CONSIGNE: Réécris tout le matériel ci-dessous en remplaçant « rear bumper » par « back bumper », sans rien modifier d'autre.

(Enregistrements extraits)
+---+
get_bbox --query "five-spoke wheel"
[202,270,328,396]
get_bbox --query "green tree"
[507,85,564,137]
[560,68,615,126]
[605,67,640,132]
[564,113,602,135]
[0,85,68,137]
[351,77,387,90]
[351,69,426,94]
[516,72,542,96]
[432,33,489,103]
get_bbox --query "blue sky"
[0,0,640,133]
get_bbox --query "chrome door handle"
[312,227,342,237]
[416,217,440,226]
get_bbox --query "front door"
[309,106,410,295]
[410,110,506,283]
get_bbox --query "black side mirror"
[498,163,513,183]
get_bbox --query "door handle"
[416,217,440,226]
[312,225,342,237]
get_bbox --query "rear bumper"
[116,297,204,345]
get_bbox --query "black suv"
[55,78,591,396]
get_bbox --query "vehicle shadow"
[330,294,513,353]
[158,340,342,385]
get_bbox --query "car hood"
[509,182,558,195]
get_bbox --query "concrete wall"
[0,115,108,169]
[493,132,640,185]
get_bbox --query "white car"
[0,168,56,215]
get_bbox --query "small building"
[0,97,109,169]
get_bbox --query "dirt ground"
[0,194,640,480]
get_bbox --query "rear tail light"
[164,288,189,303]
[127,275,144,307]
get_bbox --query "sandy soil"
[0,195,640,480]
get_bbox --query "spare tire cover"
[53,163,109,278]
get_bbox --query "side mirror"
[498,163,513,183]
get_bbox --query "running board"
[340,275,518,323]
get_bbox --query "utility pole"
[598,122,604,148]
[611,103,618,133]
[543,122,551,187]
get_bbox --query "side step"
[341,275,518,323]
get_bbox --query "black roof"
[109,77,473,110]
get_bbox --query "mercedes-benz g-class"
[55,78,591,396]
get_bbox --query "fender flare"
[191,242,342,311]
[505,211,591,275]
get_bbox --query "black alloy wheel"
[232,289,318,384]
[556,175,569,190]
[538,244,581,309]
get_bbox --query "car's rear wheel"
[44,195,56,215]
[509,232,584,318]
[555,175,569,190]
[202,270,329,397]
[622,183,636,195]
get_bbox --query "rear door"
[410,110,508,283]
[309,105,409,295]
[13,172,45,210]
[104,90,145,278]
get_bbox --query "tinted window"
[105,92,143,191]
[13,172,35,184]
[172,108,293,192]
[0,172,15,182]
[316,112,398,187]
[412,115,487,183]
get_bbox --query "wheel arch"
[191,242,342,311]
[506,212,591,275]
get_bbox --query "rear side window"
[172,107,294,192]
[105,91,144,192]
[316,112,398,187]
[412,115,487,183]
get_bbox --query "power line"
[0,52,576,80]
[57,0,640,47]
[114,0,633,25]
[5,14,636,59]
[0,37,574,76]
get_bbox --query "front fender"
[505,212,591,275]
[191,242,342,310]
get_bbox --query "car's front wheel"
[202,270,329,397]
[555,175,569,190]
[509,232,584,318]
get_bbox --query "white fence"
+---+
RÉSULTAT FINAL:
get_bbox --query "five-spoke wheel"
[202,270,328,396]
get_bbox --query "green tree"
[507,85,564,137]
[560,68,615,126]
[605,67,640,132]
[564,113,602,135]
[0,85,68,137]
[351,77,387,90]
[351,69,426,94]
[516,72,542,96]
[432,33,489,103]
get_bbox --query "blue sky"
[0,0,640,133]
get_bbox --query "chrome door handle"
[312,227,342,237]
[416,217,440,226]
get_bbox --query "front door"
[309,106,410,295]
[410,110,506,283]
get_bbox --query "black side mirror"
[498,163,513,183]
get_bbox --query "door handle"
[416,217,440,226]
[312,225,342,237]
get_bbox --query "back bumper"
[116,297,204,345]
get_bbox --query "black suv"
[55,78,591,396]
get_bbox --query "vehicle shadow"
[330,294,513,353]
[158,340,342,385]
get_bbox --query "car hood"
[509,182,558,195]
get_bbox --query "concrete wall"
[0,115,108,169]
[493,132,640,185]
get_bbox --query "white car"
[0,168,56,215]
get_bbox --query "small building"
[0,97,109,169]
get_bbox --query "dirt ground"
[0,194,640,480]
get_bbox --query "rear tail light"
[164,288,189,303]
[127,275,144,307]
get_bbox --query "sandy soil"
[0,195,640,480]
get_bbox --query "spare tire cover"
[53,163,109,278]
get_bbox --query "side mirror"
[498,163,513,183]
get_bbox --query "running board"
[340,275,518,323]
get_bbox --query "utility pole"
[598,122,604,148]
[611,103,618,133]
[543,122,551,187]
get_bbox --query "side step"
[341,275,518,323]
get_bbox --query "black roof"
[109,77,473,110]
get_bbox --query "mercedes-benz g-class"
[55,78,591,396]
get_bbox --query "fender flare"
[191,242,342,311]
[505,211,591,275]
get_bbox --query "black alloy wheel"
[232,289,318,384]
[556,175,569,190]
[538,244,581,309]
get_bbox --query "car's rear wheel"
[44,195,56,215]
[509,232,584,318]
[555,175,569,190]
[202,270,329,397]
[622,183,636,195]
get_bbox --query "rear door"
[410,110,508,283]
[309,105,409,295]
[13,172,45,210]
[104,90,145,278]
get_bbox --query "tinted window"
[105,92,143,191]
[13,172,35,184]
[172,108,293,192]
[0,172,15,182]
[316,112,398,187]
[412,115,487,183]
get_bbox --query "wheel arch"
[191,242,342,311]
[506,212,591,275]
get_bbox --query "rear side window"
[172,107,294,192]
[105,91,144,192]
[316,112,398,187]
[412,115,487,183]
get_bbox --query "power line"
[0,52,576,80]
[57,0,640,47]
[114,0,633,25]
[5,14,636,59]
[0,37,574,76]
get_bbox --query "front fender"
[505,212,591,275]
[191,242,342,310]
get_bbox --query "car's front wheel"
[202,270,329,397]
[555,175,569,190]
[509,232,584,318]
get_bbox --query "white fence"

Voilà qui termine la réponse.